*Point annotation dataset records*.

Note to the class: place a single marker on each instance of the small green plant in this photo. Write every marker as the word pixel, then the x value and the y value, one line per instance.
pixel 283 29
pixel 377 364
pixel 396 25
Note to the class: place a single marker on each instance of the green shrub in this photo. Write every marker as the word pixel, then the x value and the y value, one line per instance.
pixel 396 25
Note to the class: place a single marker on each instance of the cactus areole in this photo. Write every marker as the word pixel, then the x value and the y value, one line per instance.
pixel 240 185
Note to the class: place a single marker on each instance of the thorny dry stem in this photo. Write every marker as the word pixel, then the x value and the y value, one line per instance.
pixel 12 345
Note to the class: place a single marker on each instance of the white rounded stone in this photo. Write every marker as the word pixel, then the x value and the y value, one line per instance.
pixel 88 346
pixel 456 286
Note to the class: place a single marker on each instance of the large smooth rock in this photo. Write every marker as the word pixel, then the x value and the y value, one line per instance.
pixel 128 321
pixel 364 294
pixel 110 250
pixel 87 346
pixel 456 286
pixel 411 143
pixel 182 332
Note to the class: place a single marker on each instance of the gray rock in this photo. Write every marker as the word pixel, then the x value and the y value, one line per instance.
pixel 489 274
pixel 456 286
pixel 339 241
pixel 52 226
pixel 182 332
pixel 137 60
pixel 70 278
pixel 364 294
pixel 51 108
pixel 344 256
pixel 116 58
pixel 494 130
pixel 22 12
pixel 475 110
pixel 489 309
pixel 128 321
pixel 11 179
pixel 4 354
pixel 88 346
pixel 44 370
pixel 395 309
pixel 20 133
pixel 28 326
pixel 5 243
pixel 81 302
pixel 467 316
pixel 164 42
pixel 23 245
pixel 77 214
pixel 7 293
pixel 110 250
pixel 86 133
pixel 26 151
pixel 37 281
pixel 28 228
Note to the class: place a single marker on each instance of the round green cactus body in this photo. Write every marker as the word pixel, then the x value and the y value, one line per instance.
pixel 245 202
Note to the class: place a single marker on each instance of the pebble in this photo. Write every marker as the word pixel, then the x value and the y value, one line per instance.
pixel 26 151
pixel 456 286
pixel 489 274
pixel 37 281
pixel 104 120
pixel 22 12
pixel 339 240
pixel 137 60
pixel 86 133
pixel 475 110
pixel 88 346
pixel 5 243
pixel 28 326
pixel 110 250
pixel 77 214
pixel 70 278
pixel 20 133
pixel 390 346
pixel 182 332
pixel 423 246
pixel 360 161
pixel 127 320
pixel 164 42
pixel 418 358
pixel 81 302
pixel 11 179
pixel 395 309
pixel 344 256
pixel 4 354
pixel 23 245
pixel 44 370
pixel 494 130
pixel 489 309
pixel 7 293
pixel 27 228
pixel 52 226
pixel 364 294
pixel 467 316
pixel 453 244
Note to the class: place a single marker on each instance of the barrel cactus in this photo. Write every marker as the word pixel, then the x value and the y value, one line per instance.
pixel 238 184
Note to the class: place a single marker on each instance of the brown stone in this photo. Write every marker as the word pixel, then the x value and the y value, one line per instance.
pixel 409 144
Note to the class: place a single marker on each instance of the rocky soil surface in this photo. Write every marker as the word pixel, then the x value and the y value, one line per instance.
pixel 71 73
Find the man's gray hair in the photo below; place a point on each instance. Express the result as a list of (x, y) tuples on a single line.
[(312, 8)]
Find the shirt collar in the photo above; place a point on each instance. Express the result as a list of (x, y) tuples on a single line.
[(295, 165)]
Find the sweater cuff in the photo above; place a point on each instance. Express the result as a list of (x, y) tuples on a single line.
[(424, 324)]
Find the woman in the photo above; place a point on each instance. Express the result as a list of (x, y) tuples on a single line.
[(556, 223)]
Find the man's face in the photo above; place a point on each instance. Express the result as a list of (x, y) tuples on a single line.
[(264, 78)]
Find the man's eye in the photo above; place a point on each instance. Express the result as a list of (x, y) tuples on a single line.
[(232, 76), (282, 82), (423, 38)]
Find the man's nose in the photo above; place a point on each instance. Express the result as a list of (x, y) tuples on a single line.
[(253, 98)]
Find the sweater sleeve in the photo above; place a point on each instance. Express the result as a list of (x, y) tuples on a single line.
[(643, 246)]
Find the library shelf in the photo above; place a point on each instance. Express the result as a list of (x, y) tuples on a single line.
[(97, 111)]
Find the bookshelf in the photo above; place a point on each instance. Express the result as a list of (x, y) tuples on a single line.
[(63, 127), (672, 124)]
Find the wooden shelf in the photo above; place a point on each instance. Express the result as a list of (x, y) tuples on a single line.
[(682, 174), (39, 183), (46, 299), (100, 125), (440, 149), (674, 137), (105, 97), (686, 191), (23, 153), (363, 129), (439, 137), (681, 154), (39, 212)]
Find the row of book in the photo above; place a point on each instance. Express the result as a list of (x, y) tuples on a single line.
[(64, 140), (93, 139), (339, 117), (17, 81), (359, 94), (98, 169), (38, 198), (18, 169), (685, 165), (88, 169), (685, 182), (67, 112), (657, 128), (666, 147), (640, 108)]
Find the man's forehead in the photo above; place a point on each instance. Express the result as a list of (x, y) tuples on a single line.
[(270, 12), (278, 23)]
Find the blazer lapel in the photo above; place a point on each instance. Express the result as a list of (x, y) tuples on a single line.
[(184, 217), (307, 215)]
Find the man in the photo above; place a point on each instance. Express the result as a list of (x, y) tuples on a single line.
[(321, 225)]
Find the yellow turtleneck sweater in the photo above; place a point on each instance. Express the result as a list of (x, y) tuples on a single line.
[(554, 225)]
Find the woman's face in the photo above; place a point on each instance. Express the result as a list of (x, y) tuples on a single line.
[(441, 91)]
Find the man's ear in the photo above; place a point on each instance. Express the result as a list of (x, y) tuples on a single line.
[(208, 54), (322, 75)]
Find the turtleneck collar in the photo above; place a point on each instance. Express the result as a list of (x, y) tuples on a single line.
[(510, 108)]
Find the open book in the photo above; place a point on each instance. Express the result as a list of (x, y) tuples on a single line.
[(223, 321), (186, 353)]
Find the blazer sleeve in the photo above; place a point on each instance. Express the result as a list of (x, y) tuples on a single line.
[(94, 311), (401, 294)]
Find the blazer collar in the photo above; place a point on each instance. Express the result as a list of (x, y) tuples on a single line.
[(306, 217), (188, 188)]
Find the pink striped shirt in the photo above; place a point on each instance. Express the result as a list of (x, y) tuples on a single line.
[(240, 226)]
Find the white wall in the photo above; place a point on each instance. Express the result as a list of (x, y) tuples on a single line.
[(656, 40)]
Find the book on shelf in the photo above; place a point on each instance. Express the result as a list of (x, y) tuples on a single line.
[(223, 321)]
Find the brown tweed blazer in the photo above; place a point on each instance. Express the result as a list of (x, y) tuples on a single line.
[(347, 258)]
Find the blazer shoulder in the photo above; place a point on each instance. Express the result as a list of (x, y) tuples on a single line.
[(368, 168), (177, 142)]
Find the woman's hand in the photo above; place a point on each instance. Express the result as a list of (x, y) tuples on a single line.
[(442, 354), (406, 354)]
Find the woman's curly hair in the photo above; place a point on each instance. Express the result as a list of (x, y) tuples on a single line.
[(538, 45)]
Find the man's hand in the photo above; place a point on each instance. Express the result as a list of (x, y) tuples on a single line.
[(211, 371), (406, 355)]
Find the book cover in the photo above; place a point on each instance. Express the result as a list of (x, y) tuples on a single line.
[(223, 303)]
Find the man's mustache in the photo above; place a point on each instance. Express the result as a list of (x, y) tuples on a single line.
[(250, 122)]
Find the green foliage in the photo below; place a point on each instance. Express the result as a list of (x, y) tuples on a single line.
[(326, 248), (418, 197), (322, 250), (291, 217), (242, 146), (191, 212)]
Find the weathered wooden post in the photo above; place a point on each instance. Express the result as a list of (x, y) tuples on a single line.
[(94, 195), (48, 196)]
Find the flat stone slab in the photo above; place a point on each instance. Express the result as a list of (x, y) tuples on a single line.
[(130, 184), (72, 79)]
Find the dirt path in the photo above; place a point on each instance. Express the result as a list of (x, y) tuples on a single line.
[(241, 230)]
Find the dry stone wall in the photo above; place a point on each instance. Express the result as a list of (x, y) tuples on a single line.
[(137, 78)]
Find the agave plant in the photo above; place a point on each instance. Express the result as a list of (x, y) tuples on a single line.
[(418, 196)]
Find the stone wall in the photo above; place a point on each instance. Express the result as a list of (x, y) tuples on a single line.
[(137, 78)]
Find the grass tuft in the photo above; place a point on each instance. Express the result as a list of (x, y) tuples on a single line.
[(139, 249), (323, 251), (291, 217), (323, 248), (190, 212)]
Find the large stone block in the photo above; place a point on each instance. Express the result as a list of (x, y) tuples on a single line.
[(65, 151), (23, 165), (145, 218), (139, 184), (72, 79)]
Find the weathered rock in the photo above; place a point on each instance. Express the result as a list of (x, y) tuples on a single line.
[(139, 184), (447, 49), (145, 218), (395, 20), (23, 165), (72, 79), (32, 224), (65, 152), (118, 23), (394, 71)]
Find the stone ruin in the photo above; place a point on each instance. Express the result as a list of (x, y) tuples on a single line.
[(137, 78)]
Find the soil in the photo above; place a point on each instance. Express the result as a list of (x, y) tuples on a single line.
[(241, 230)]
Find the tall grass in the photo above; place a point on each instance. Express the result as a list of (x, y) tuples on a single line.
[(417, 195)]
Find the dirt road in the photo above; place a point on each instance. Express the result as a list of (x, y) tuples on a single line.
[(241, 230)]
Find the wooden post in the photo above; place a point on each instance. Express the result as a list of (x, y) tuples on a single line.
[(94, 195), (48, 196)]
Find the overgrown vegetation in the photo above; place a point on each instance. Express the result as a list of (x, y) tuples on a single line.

*Task description*. Copy out the lines above, word for word, starting with the line that contains "Find the wooden post" and running through the end of the records.

*Reply to the exercise*.
Find the wooden post in the photo above; place a point on each instance. Express the result as a list of (x, y) tuples on a single line.
[(94, 195), (48, 196)]
Find the overgrown vegetation in the photo above; place a point on each instance. Express the result as a list of (x, y) tuples on a single line.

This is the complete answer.